Give back every record that follows, exactly as written.

Stored data START

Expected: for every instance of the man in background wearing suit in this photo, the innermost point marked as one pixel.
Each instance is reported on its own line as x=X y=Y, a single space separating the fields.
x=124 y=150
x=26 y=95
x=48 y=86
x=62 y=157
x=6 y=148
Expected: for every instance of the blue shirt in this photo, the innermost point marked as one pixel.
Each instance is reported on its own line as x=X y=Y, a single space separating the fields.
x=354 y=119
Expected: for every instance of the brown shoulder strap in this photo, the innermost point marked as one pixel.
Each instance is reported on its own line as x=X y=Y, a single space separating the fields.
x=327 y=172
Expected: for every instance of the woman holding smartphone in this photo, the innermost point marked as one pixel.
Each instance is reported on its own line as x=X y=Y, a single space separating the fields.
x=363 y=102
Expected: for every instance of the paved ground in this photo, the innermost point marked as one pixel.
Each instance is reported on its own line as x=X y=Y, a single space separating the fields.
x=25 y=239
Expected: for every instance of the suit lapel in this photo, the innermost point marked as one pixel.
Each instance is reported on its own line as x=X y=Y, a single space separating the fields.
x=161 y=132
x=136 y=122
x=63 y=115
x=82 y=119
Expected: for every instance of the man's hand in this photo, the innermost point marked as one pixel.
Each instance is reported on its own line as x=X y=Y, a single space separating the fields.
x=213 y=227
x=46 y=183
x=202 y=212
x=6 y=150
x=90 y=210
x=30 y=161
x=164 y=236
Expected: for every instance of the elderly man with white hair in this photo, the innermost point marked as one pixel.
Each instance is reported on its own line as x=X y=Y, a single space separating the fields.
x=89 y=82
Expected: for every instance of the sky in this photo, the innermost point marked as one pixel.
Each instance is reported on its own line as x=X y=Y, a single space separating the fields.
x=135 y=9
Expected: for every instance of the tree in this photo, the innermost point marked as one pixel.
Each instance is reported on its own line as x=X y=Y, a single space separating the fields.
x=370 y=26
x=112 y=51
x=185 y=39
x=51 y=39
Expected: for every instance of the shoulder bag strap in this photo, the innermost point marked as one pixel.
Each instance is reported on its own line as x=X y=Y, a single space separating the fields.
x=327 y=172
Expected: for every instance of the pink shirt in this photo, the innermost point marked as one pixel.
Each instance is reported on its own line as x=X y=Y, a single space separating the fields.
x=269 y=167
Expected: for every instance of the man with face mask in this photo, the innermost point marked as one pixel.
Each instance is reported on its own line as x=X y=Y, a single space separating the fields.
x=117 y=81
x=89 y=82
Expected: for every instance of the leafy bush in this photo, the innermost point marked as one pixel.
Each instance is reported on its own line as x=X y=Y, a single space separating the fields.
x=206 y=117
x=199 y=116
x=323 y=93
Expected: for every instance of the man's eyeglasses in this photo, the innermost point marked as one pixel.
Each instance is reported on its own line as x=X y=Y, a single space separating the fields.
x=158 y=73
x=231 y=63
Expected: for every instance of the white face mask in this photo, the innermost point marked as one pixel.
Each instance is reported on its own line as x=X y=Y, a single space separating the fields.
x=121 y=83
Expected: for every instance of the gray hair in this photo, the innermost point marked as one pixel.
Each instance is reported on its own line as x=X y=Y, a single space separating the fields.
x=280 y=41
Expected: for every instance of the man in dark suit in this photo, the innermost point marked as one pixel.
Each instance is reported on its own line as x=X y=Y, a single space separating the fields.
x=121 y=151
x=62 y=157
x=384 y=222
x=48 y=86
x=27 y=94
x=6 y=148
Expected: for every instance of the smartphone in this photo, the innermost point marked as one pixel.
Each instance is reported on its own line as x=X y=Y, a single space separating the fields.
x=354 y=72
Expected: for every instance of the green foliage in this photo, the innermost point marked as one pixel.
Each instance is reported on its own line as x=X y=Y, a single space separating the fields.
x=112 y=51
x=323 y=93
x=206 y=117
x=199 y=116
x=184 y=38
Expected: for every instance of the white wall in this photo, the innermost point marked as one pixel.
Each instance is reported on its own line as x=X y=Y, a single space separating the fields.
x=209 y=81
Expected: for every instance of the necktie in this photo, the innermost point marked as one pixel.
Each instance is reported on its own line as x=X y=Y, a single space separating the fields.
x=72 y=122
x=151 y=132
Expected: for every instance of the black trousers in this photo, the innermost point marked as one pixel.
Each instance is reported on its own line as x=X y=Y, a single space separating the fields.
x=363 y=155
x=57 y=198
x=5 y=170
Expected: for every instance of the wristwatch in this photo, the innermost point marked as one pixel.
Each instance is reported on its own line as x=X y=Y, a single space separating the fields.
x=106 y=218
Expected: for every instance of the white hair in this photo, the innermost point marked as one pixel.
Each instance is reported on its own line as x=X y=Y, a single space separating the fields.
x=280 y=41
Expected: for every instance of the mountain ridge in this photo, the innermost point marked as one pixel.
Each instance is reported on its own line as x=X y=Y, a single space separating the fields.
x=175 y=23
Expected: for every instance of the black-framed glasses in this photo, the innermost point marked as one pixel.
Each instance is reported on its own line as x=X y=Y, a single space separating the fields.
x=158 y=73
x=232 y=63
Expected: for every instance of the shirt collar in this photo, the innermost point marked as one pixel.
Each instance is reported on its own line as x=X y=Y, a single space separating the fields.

Stored data END

**Response to this exercise:**
Expected: for every instance of the man in background wearing suit in this photo, the innermost point marked as one pixel.
Each instance is reported on its own line as x=X y=Y, a single space separating the fields.
x=124 y=150
x=26 y=95
x=48 y=86
x=62 y=157
x=6 y=148
Expected: for every instance of the blue shirt in this photo, the innermost point marked as one pixel.
Each instance is reported on its own line as x=X y=Y, a single space separating the fields.
x=354 y=119
Expected: for every instance of the brown shoulder strap in this photo, the innermost point marked as one pixel.
Each instance is reported on its own line as x=X y=Y, a single space separating the fields.
x=327 y=172
Expected: for every instance of the woman holding smartphone in this photo, the innermost point marked as one pixel.
Each instance is reported on its own line as x=X y=Y, a single space separating the fields.
x=363 y=102
Expected: for every instance of the paved ground in this photo, the innermost point marked as one pixel.
Each instance is reported on its own line as x=X y=Y, a single space separating the fields.
x=25 y=239
Expected: for every instance of the suit lapel in this photo, the innermost point marked as one pixel.
Each instance is reported on its own line as x=X y=Y, a single space separating the fields.
x=161 y=132
x=136 y=122
x=63 y=115
x=82 y=119
Expected: for every instance of the man's hand in this photo, the innermost point marked as one pixel.
Each instance is reported on its own line as x=X y=Y, a single space separating the fields.
x=213 y=227
x=46 y=183
x=202 y=212
x=6 y=150
x=90 y=210
x=30 y=161
x=164 y=236
Expected: for every instance of the elderly man with white hair in this photo, the innermost point marked as one pixel.
Each instance is reported on its own line as x=X y=Y, a single space separating the fields.
x=89 y=82
Expected: for every instance of the sky in this photo, the innermost point marked as one pixel.
Each instance is reported on its own line as x=X y=Y, a single space separating the fields.
x=135 y=9
Expected: for every instance of the tree in this photo, the innermost point marked as one pixel.
Each instance is reported on its own line as x=X y=Y, a single space separating the fields.
x=370 y=26
x=112 y=51
x=185 y=39
x=51 y=39
Expected: for every instance of the shoulder bag strap in this photo, the innermost point marked as one pixel.
Each instance is reported on its own line as x=X y=Y, a single space separating the fields.
x=327 y=172
Expected: for every instance of the pink shirt in this photo, the innermost point marked as one pixel.
Each instance is reported on its own line as x=X y=Y, a single space separating the fields.
x=269 y=167
Expected: for every instance of the man with face mask in this photo, the innermost point marked as one pixel.
Each instance is reported on its own line as x=X y=Y, a single space separating the fields.
x=117 y=81
x=89 y=82
Expected: for every instance of the leafy bush in this photo, the innermost point marked as one pixel.
Each instance is reported on its own line as x=X y=Y, a single space separating the fields.
x=206 y=117
x=199 y=116
x=323 y=93
Expected: for every instance of the man's eyeglasses in this photo, the innermost point marked as one pixel.
Each instance is reported on its own line as x=X y=Y, a single space separating the fields.
x=158 y=73
x=231 y=63
Expected: for every instance of the white face mask in this photo, the innermost point marked as one pixel.
Each instance is reported on its own line as x=X y=Y, a single space separating the fields.
x=121 y=83
Expected: for every instance of the gray hair in this photo, the innermost point marked as one pixel.
Each instance is reported on its own line as x=X y=Y, a single space separating the fields.
x=280 y=41
Expected: for every instance of the man in dark suit in this photo, the innermost point marked as one pixel.
Each instance is reported on its own line as x=X y=Y, a single space separating the fields.
x=121 y=151
x=62 y=157
x=384 y=222
x=48 y=86
x=27 y=94
x=6 y=148
Expected: for every instance of the smartphone in this photo, the innermost point marked as one pixel.
Each instance is reported on its own line as x=X y=Y, a single space separating the fields.
x=354 y=72
Expected: for every instance of the green foliage in this photo, the innermost point marked as one pixel.
Each instance is reported on its own line as x=X y=Y, a single space separating the fields.
x=112 y=51
x=323 y=93
x=206 y=117
x=199 y=116
x=184 y=38
Expected: for every instance of the white wall in this photo, the innermost point marked as one pixel.
Each instance is reported on its own line as x=X y=Y, a single space separating the fields.
x=209 y=81
Expected: for every instance of the necktie in this photo, the innermost point marked as one pixel.
Each instance is reported on its own line as x=X y=Y, a single space separating the fields.
x=72 y=122
x=151 y=132
Expected: for every instance of the black trousers in this photo, the innermost point marked as one pixel.
Each instance is reported on its own line as x=X y=Y, a single space separating the fields.
x=363 y=155
x=57 y=198
x=5 y=170
Expected: for every instance of the wristwatch in this photo, the innermost point marked as one pixel.
Each instance is reported on its own line as x=X y=Y, a single space separating the fields.
x=106 y=218
Expected: for every instance of the white hair in this photo, the innermost point marked as one pixel.
Each instance is reported on its own line as x=X y=Y, a single space separating the fields.
x=280 y=41
Expected: for every instance of the mountain ridge in this photo, the innermost point marked as one pixel.
Each instance is reported on its own line as x=X y=Y, a single space separating the fields.
x=175 y=23
Expected: for every instance of the black-framed glasses in this photo, the innermost point marked as one pixel.
Each instance is reported on its own line as x=X y=Y, a single space separating the fields.
x=158 y=73
x=232 y=63
Expected: for every instance of the shirt collar in this photo, the innermost point marked as one pixel.
Each instance is reported on its own line as x=X y=Y, a single space separating the fields.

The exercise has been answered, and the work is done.